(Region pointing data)

------------------------------------------------

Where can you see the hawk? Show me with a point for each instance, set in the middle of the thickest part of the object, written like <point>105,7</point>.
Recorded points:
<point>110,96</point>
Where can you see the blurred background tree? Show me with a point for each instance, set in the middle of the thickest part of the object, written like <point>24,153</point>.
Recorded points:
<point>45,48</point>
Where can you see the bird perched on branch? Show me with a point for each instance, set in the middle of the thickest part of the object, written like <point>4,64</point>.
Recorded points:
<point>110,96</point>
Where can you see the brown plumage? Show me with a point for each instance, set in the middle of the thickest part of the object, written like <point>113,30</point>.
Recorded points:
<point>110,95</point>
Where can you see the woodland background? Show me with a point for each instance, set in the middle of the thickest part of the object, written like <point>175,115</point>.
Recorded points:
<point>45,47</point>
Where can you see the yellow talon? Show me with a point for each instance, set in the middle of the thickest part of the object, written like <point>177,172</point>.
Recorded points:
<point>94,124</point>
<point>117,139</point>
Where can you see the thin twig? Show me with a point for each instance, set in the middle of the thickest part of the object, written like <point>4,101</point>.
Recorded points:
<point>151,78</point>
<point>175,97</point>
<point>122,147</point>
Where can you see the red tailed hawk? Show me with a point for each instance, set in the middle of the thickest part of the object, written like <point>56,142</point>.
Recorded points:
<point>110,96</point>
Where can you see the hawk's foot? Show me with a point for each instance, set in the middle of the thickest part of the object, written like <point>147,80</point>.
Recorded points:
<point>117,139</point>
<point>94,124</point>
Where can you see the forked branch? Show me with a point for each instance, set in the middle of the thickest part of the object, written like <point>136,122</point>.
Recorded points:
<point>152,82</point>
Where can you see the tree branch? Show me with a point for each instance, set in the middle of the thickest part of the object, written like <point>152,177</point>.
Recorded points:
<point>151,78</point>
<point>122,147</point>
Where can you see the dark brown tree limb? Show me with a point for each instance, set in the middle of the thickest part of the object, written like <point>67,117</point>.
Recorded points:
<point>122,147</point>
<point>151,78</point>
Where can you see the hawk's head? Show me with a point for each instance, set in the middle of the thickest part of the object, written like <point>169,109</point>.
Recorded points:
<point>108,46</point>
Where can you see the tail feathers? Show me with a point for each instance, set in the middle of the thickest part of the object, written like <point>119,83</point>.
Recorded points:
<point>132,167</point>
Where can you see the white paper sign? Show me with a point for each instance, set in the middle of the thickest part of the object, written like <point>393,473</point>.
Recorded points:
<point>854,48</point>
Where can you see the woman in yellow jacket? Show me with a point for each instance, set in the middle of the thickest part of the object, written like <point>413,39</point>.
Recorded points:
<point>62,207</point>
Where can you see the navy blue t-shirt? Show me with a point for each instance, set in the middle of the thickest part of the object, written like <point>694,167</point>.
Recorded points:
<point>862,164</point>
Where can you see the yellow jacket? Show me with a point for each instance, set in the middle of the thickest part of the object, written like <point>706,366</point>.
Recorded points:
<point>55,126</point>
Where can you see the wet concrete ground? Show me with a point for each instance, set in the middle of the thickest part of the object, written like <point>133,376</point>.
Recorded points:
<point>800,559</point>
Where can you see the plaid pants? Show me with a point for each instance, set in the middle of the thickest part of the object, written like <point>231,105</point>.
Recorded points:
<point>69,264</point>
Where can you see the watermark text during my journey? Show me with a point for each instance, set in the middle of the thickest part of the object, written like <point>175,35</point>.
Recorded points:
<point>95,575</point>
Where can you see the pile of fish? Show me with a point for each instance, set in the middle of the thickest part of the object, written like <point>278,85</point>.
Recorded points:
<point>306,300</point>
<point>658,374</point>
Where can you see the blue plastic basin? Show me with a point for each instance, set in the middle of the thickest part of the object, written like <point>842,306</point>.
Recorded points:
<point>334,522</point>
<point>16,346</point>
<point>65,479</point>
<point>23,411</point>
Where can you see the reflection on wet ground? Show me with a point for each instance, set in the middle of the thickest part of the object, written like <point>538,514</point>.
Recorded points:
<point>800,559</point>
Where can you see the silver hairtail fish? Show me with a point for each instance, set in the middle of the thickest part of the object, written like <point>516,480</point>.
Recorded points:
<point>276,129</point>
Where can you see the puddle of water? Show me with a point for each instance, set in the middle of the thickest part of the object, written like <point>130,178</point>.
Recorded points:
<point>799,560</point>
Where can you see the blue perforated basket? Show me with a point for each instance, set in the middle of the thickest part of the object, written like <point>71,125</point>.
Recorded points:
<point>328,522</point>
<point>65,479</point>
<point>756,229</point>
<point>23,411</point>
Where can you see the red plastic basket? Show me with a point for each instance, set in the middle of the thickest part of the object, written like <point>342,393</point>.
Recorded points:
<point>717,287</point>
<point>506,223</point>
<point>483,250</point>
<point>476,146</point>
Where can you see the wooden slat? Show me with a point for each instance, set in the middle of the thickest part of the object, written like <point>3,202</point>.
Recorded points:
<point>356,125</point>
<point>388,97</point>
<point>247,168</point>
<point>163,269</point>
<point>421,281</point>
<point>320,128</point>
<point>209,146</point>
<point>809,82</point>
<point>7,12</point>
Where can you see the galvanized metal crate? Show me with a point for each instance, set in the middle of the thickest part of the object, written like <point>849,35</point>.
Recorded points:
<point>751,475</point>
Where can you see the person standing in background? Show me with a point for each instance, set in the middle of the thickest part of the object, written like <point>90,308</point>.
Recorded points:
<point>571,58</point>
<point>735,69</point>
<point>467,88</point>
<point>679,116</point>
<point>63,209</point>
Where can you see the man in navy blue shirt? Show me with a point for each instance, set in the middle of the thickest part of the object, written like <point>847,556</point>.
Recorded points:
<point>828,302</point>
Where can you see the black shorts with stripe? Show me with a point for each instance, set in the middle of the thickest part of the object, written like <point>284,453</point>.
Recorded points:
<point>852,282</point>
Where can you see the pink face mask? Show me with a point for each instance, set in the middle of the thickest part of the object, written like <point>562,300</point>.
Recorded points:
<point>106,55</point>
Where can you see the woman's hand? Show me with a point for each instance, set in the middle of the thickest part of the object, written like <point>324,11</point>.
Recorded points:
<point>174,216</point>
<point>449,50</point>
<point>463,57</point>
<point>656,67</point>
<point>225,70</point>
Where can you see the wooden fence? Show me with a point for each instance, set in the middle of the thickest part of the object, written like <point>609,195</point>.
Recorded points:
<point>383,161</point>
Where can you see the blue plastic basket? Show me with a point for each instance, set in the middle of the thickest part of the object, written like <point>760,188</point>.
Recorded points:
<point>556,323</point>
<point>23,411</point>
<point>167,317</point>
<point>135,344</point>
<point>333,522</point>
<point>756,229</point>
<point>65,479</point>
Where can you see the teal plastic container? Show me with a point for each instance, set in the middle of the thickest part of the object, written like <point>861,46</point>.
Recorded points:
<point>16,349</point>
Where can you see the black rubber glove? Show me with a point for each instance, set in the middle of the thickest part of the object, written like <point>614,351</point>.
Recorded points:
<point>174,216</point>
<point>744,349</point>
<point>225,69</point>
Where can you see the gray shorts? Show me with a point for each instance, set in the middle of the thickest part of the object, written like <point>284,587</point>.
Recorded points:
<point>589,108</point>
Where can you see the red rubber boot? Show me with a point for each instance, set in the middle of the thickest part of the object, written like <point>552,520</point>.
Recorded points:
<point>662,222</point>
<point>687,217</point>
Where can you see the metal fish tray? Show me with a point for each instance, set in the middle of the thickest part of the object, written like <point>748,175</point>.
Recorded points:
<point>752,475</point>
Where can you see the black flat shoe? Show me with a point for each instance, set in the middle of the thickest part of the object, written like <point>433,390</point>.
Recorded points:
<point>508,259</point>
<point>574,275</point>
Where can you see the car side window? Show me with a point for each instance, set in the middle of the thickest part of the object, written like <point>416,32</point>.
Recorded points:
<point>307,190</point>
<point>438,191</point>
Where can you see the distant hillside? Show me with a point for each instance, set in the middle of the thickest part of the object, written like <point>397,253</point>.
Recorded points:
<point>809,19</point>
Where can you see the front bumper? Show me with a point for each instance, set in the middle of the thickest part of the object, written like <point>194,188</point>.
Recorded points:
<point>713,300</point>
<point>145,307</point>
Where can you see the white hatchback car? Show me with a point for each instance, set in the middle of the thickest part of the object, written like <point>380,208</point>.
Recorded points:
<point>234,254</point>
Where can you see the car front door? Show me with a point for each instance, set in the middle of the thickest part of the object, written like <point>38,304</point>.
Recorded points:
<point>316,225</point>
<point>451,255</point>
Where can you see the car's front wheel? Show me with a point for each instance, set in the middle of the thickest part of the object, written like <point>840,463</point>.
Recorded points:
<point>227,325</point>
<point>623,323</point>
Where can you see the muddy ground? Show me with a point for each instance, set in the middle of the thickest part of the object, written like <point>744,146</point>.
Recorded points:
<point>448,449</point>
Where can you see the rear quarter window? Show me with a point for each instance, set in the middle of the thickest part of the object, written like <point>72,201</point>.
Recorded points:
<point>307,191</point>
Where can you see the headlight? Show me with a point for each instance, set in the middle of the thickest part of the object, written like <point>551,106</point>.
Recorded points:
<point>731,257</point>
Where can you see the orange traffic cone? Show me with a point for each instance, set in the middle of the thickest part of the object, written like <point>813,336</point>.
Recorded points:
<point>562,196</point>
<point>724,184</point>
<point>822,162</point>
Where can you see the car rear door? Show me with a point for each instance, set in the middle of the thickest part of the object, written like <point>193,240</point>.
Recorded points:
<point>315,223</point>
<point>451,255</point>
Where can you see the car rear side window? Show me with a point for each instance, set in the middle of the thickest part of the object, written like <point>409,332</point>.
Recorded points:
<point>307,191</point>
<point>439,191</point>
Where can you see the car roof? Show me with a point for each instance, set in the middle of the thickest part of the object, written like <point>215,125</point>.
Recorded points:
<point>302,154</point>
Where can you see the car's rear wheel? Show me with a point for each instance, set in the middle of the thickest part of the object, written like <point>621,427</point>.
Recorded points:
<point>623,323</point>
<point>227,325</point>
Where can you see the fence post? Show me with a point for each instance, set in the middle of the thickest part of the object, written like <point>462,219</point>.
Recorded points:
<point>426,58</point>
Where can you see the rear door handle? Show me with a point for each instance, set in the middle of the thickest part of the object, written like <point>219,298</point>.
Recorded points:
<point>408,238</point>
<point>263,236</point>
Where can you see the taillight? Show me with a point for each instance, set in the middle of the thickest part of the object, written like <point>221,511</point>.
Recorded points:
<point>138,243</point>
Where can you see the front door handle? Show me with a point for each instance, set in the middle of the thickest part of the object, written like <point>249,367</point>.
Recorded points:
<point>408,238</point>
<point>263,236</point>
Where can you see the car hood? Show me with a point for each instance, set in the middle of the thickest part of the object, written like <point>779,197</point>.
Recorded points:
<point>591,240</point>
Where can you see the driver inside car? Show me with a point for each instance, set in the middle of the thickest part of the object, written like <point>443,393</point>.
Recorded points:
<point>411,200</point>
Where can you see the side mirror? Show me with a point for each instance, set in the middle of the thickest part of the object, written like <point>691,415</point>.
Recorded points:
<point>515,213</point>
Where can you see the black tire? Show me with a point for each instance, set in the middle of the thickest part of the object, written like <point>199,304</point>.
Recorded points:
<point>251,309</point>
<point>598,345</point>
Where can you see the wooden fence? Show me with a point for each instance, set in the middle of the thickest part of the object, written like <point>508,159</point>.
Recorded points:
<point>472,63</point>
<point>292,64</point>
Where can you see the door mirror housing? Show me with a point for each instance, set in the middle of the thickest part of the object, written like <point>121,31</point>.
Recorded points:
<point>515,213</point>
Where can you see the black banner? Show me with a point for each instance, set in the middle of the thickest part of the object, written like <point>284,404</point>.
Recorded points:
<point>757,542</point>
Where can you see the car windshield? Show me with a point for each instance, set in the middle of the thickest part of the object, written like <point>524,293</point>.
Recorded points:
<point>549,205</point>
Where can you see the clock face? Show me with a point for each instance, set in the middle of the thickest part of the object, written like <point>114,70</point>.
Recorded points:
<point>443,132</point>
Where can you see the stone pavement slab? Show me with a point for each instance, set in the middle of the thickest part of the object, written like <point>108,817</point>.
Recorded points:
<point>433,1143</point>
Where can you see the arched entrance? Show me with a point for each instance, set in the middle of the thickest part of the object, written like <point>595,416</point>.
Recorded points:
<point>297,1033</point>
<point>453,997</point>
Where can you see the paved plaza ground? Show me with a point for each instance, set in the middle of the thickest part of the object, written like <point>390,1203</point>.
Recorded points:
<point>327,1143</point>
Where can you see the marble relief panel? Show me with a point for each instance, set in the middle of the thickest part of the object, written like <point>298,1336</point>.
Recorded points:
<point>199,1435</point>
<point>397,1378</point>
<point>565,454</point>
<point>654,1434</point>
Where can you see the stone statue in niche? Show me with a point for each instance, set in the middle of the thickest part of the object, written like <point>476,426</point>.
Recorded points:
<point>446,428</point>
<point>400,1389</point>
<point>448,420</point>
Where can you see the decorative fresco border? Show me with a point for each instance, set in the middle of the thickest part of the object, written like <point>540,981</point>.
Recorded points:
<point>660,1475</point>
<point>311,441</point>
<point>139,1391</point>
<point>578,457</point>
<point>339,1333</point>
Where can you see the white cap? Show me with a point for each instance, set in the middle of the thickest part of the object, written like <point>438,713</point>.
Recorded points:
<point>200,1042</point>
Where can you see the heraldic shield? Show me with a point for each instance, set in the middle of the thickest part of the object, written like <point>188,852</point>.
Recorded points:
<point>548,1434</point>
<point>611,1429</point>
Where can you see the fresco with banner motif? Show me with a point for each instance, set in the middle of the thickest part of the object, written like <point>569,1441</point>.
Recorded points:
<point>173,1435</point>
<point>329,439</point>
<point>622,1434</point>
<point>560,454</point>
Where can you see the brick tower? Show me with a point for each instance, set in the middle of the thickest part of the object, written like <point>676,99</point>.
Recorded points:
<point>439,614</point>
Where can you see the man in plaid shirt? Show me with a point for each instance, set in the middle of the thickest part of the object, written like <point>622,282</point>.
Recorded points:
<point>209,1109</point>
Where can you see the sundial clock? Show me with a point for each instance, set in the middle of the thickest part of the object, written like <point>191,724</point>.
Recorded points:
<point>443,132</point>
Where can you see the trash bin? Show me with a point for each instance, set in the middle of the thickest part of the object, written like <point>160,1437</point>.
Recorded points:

------------------------------------------------

Try it:
If a line above holds the word "plaid", copy it.

Solution:
Where can you see the plaid pants? Show me with a point for each instance, set in the middle of the thickest part of the object, written like <point>231,105</point>.
Where can you see the man in plaid shirt? Show me with a point for each instance, set in the middle of the thickest part of the object, written like <point>622,282</point>.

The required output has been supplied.